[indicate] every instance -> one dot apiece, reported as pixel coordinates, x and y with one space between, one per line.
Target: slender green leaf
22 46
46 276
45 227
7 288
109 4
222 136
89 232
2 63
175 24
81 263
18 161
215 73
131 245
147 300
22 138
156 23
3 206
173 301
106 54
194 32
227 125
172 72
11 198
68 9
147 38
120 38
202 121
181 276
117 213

Required work:
Reproduce all of the data above line for line, with no changes.

Worked answer:
[indicate] every instance -> one dot apiece, reported as pixel coordinates, x and y with one space between, one per line.
Target: slender green leaf
22 46
46 276
45 227
7 288
109 4
222 136
89 232
2 63
175 24
81 263
18 161
215 73
131 245
147 300
22 138
156 23
3 206
173 301
106 54
194 32
227 125
172 72
11 198
68 9
147 38
120 38
202 121
181 276
117 213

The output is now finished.